WHAT IS BEING ASKED -
Print the entries in full, word for word, but not the pictures.

RECORDS FOR THE TASK -
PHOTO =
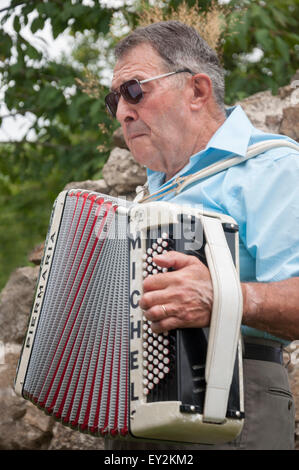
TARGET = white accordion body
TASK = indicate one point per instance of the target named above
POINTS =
(89, 356)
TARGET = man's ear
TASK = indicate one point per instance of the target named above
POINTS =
(201, 90)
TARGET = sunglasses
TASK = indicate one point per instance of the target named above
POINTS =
(132, 92)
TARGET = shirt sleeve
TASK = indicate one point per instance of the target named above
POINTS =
(263, 197)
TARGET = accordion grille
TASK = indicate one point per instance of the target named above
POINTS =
(78, 369)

RESULT -
PHOTO =
TARGET = white accordion body
TASK = indicate one point per instance of the target named above
POINTS =
(89, 356)
TARGET = man's ear
TASK = indicate one point per instance of the target named above
POINTS =
(201, 90)
TARGET = sunglasses
TASK = indicate one point per instance of the target named above
POINTS =
(132, 92)
TARGET = shirt sleeve
TASK = indicate one point per instance of the target named above
POINTS =
(263, 197)
TARGET = accordion grille
TASK = indicate one point per instance of the target named above
POINTS =
(78, 369)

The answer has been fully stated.